Крэг полагал, что актер должен быть «думающим существом» и что он сумеет, когда того потребуют обстоятельства пьесы и роли, возвыситься над собственной индивидуальностью, ибо индивидуальность эта, увы, «далеко не у всех очень уж содержательна». «Не унизить актера, а поднять его хотел Крэг» (А. А. Аникст).

Концепция Крэга подразумевала взаимоотношения «идеального режиссера» с «идеальным актером». Теория сверхмарионетки предполагала возможность создания талантливым актером (ну, скажем, в шекспировской трагедии) не просто индивидуального, конкретизированного сценического характера, но образа-обобщения. «Сверхмарионетка — актер-поэт, — формулирует Т. И. Бачелис. — Чистая духовность сверхмарионетки соединяет преходящее искусство театра с вечностью» (Там же.— С. 176.).

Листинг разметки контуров
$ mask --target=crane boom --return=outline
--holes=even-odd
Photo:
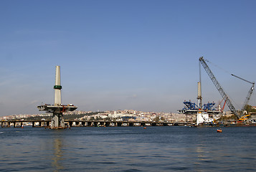
[[[251,83],[251,82],[250,82]],[[240,117],[243,115],[243,112],[245,111],[245,110],[246,109],[246,107],[249,102],[250,98],[251,97],[251,95],[252,94],[253,90],[255,89],[255,82],[252,82],[252,87],[249,90],[247,96],[245,98],[245,101],[244,102],[244,105],[242,106],[242,109],[241,110],[241,113],[240,113]]]
[[[240,115],[237,114],[237,111],[233,106],[232,103],[231,102],[229,98],[228,97],[227,95],[224,92],[223,90],[223,88],[222,86],[219,85],[219,82],[217,80],[216,77],[212,72],[211,70],[209,68],[207,64],[204,59],[204,57],[202,57],[199,58],[199,62],[201,62],[202,65],[204,67],[205,71],[208,74],[209,77],[211,78],[212,82],[214,84],[216,88],[218,90],[219,92],[220,95],[222,96],[222,98],[224,100],[226,100],[226,103],[229,108],[230,110],[237,117],[240,118]]]

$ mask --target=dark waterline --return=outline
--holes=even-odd
[[[255,171],[256,128],[0,128],[1,171]]]

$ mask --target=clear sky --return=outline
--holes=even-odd
[[[77,110],[176,113],[184,100],[196,102],[202,56],[241,108],[251,85],[229,72],[256,81],[255,7],[254,0],[1,0],[0,115],[53,104],[56,65],[62,102]],[[202,81],[203,102],[220,101],[202,67]]]

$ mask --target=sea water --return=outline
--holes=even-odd
[[[256,171],[256,128],[0,128],[1,171]]]

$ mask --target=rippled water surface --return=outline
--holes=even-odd
[[[1,171],[256,171],[256,128],[0,128]]]

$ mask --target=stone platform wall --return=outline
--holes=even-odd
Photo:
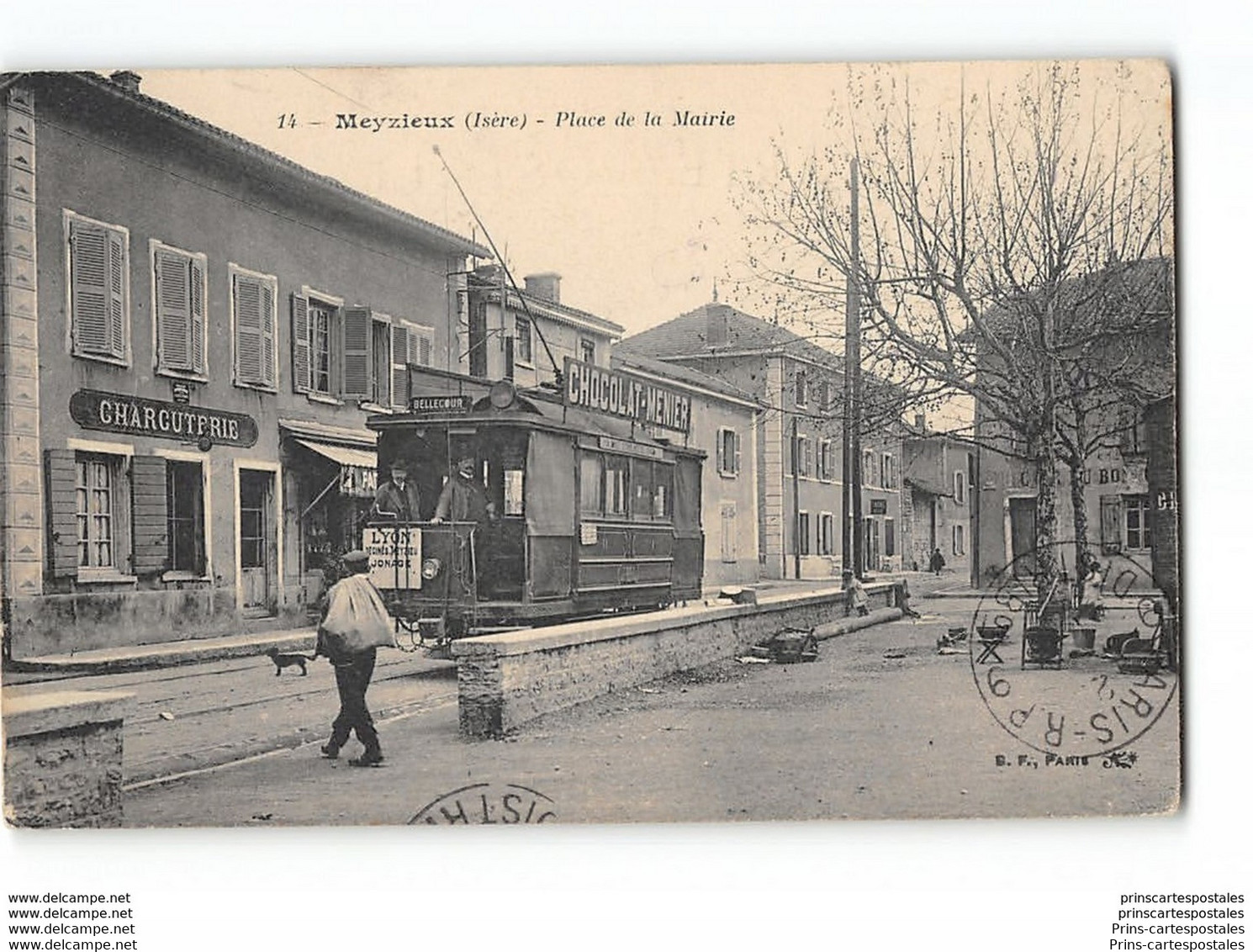
[[[132,696],[51,691],[5,698],[9,824],[122,825],[122,722]]]
[[[831,590],[454,641],[461,733],[499,737],[601,694],[732,658],[784,628],[822,638],[900,618],[893,585],[866,591],[868,618],[847,618],[843,592]]]

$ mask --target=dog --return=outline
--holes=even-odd
[[[276,678],[283,673],[284,668],[296,668],[296,666],[301,669],[301,674],[308,675],[308,669],[304,665],[306,663],[313,660],[308,655],[283,654],[277,648],[271,648],[268,651],[266,651],[266,654],[268,654],[269,660],[274,663]]]

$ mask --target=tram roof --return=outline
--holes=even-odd
[[[664,438],[655,438],[639,423],[633,425],[629,420],[596,413],[570,407],[555,401],[546,393],[528,391],[519,393],[519,400],[506,410],[495,407],[477,408],[486,401],[476,401],[475,407],[469,412],[451,413],[393,413],[388,416],[372,416],[366,421],[371,430],[380,432],[396,427],[420,426],[466,426],[472,423],[515,425],[530,426],[538,430],[553,430],[569,433],[585,433],[588,436],[606,436],[614,440],[624,440],[640,446],[652,446],[660,450],[669,450],[684,456],[704,457],[707,453],[693,446],[682,442],[670,442]],[[689,435],[674,435],[678,440],[685,440]]]

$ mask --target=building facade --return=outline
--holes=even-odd
[[[1175,386],[1174,262],[1110,266],[1063,284],[1058,297],[1055,323],[1065,328],[1066,343],[1054,344],[1050,361],[1068,367],[1054,385],[1061,397],[1050,435],[1058,453],[1059,569],[1074,576],[1084,559],[1094,556],[1111,585],[1120,579],[1144,585],[1157,570],[1150,432],[1159,458],[1167,458],[1162,441],[1168,417],[1169,440],[1175,438],[1173,413],[1162,410]],[[1009,323],[995,314],[989,319],[992,326],[997,319]],[[1012,327],[1006,339],[1012,339]],[[991,356],[985,361],[981,372],[1002,376]],[[1074,387],[1069,398],[1068,385]],[[1007,569],[1030,576],[1040,481],[1031,447],[1022,437],[1009,436],[1005,420],[980,403],[975,425],[980,450],[972,480],[974,577],[991,585]],[[1164,480],[1164,471],[1158,476]],[[1084,536],[1086,545],[1079,541]]]
[[[5,624],[31,658],[303,621],[472,242],[139,91],[9,76]]]
[[[787,328],[717,302],[635,334],[620,348],[692,367],[762,405],[754,447],[762,575],[838,579],[845,564],[838,357]],[[898,570],[896,432],[862,437],[862,514],[865,569]]]
[[[504,268],[487,264],[469,276],[464,342],[456,370],[520,387],[555,383],[565,358],[609,366],[623,336],[613,321],[561,303],[561,276],[528,274],[514,291]]]
[[[751,584],[761,576],[757,559],[757,420],[761,407],[748,395],[679,365],[619,352],[614,368],[678,391],[692,402],[684,445],[705,452],[700,477],[704,531],[704,586]],[[654,436],[673,437],[655,431]]]

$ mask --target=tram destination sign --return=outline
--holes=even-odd
[[[469,413],[474,398],[460,393],[439,393],[412,397],[408,408],[413,413]]]
[[[125,393],[80,390],[70,397],[70,417],[88,430],[155,436],[180,442],[209,441],[222,446],[252,446],[257,421],[247,413],[193,407]]]
[[[680,433],[692,430],[692,398],[643,377],[565,358],[566,406]]]

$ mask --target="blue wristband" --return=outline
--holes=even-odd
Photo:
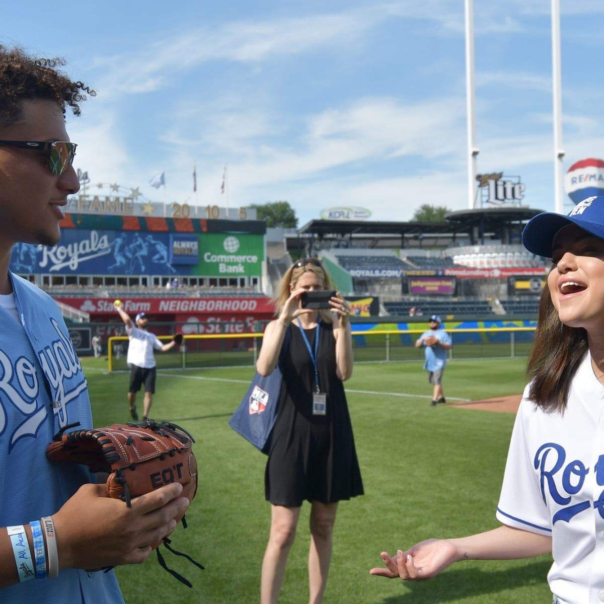
[[[36,558],[36,578],[46,579],[46,551],[44,549],[44,538],[42,533],[42,524],[39,520],[30,522],[31,536],[34,542],[34,554]]]
[[[8,533],[10,542],[13,545],[13,554],[17,565],[17,572],[19,573],[19,580],[22,582],[33,579],[36,576],[36,572],[31,561],[31,553],[25,527],[22,524],[20,526],[7,527],[6,532]]]

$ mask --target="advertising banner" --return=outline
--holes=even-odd
[[[455,291],[454,278],[439,277],[410,277],[410,294],[453,294]]]
[[[208,296],[207,298],[129,298],[122,297],[121,307],[131,317],[139,312],[156,316],[162,315],[201,315],[208,313],[228,313],[234,315],[272,314],[275,310],[272,302],[267,296]],[[59,302],[96,315],[111,315],[118,316],[114,307],[114,301],[109,298],[69,298],[57,297]]]
[[[398,279],[403,275],[400,268],[354,268],[348,272],[353,277],[365,279]]]
[[[185,233],[170,234],[170,264],[197,264],[199,262],[199,241],[197,235]]]
[[[379,298],[378,296],[367,298],[347,296],[346,300],[350,305],[351,316],[370,316],[379,314]]]
[[[262,274],[264,242],[257,235],[207,233],[199,238],[199,275],[246,277]]]
[[[16,273],[257,277],[262,235],[63,229],[52,248],[17,243]]]
[[[545,277],[534,277],[529,279],[522,277],[510,277],[507,279],[507,294],[510,296],[534,296],[541,293],[545,283]]]

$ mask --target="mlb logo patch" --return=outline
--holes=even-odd
[[[268,393],[258,386],[254,386],[249,395],[249,414],[262,413],[268,405]]]

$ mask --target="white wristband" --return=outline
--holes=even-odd
[[[36,576],[34,562],[31,559],[31,552],[27,541],[27,534],[22,524],[17,526],[7,527],[6,532],[10,538],[13,546],[13,554],[14,562],[17,565],[19,580],[28,581]]]

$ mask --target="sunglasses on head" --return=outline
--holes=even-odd
[[[65,141],[49,143],[43,141],[0,140],[0,145],[33,151],[49,152],[48,169],[56,176],[60,176],[73,163],[76,147],[77,147],[75,143],[66,143]]]
[[[294,268],[301,268],[303,266],[306,266],[309,264],[312,264],[313,266],[318,266],[319,268],[323,268],[321,261],[318,260],[316,258],[301,258],[299,260],[296,260],[294,263]]]

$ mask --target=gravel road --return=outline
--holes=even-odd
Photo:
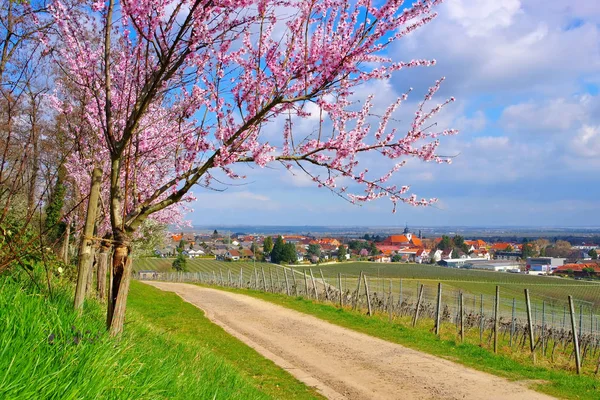
[[[146,283],[177,293],[329,399],[552,399],[525,384],[253,297],[185,283]]]

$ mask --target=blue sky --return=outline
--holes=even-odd
[[[192,223],[600,226],[600,2],[446,0],[438,12],[390,49],[437,65],[358,94],[375,93],[383,109],[446,77],[440,96],[457,101],[437,122],[460,134],[439,152],[453,163],[410,160],[395,177],[436,207],[353,206],[280,167],[242,167],[243,186],[195,191]],[[404,104],[397,118],[414,110]]]

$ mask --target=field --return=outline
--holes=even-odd
[[[72,294],[0,277],[0,399],[321,398],[172,293],[132,282],[119,340]]]
[[[172,259],[146,258],[136,260],[134,269],[155,270],[158,272],[172,272]],[[225,262],[213,259],[188,260],[189,272],[200,272],[214,276],[215,280],[228,280],[228,271],[232,279],[238,277],[243,270],[244,280],[253,281],[254,268],[259,271],[264,268],[266,280],[273,280],[276,285],[282,286],[283,274],[273,264],[254,264],[251,261]],[[529,289],[531,294],[532,314],[534,321],[544,320],[549,325],[562,326],[565,322],[566,305],[569,295],[572,295],[576,304],[576,311],[581,315],[578,320],[584,330],[600,330],[600,284],[597,282],[575,281],[566,278],[534,276],[525,274],[511,274],[504,272],[477,271],[466,269],[453,269],[426,264],[389,263],[378,264],[372,262],[345,262],[322,265],[299,265],[294,267],[297,271],[312,270],[315,277],[320,278],[323,272],[328,283],[338,286],[338,273],[342,274],[344,290],[356,290],[358,276],[362,271],[368,278],[371,292],[380,297],[387,297],[390,293],[395,299],[416,298],[418,287],[424,286],[423,298],[425,302],[433,303],[437,295],[437,284],[443,286],[443,302],[448,304],[451,312],[456,311],[458,293],[465,296],[465,307],[468,312],[485,314],[492,312],[496,286],[500,287],[500,311],[509,316],[512,313],[513,299],[515,316],[526,318],[524,302],[524,289]],[[271,278],[270,272],[273,273]]]

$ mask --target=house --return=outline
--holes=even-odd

**Что сделать:**
1) Продублируй без изменений строки листинга от самого его начала до строки с «[[[255,171],[256,128],[0,128],[1,171]]]» включительно, не включая изображения в ответ.
2) Продолжи текст о теории сверхмарионетки Крэга, начав сразу после его последнего предложения.

**Готовые решения:**
1)
$ mask --target=crane boom --return=outline
--holes=even-odd
Photo:
[[[251,83],[251,82],[250,82]],[[240,117],[243,115],[243,112],[245,111],[245,110],[246,109],[246,107],[249,102],[250,98],[251,97],[251,95],[252,94],[253,90],[255,89],[255,82],[252,82],[252,87],[249,90],[247,96],[245,98],[245,101],[244,102],[244,105],[242,106],[242,109],[241,110],[241,113],[240,113]]]
[[[240,115],[237,114],[237,111],[233,106],[232,103],[231,102],[229,98],[228,97],[227,95],[224,92],[223,90],[223,88],[222,86],[219,85],[219,82],[217,80],[216,77],[212,72],[211,70],[209,68],[207,64],[204,59],[204,57],[202,57],[199,58],[199,62],[201,62],[202,65],[204,67],[205,71],[208,74],[209,77],[211,78],[212,82],[214,84],[216,88],[218,90],[219,92],[220,95],[222,96],[222,98],[224,100],[226,100],[226,103],[229,108],[230,110],[237,117],[240,118]]]

$ mask --target=dark waterline --return=outline
--holes=even-odd
[[[255,171],[256,128],[0,128],[1,171]]]

2)
Пытаясь еще и еще раз объяснить смысл предложенного им понятия, Крэг пишет: «Вводя этот термин в сферу актерского искусства, я вовсе не имел в виду создать некоего монстра... Когда я писал о сверхмарионетке, то имел в виду тип актера, который встречается и ныне существует, хотя и не очень часто...» Во время своего последнего приезда в Москву в 1935 году Г. Крэг четырежды (!) смотрит в Госете «Короля Лира» с Михоэлсом. Он говорит, что актерская игра и режиссура — «лучшие из всего им в жизни виденного» и что Лир — «грандиозный, потрясающий». Бачелис называет и другие актерские создания, которые, как ей кажется, соответствуют представлениям Крэга о новом типе актера. В качестве примера сверхмарионетки помимо Михоэлса — Лира упоминаются также Бабанова — Джульетта, Пол Скоффилд — Гамлет у Брука и Гамлет — Высоцкий, Лебедев — Холстомер, Чхиквадзе — Ричард III в спектакле Стуруа. Рискнем" добавить от себя к этому списку и выдающуюся работу Автандила Махарадзе — две роли в ленте Тенгиза Абуладзе «Покаяние».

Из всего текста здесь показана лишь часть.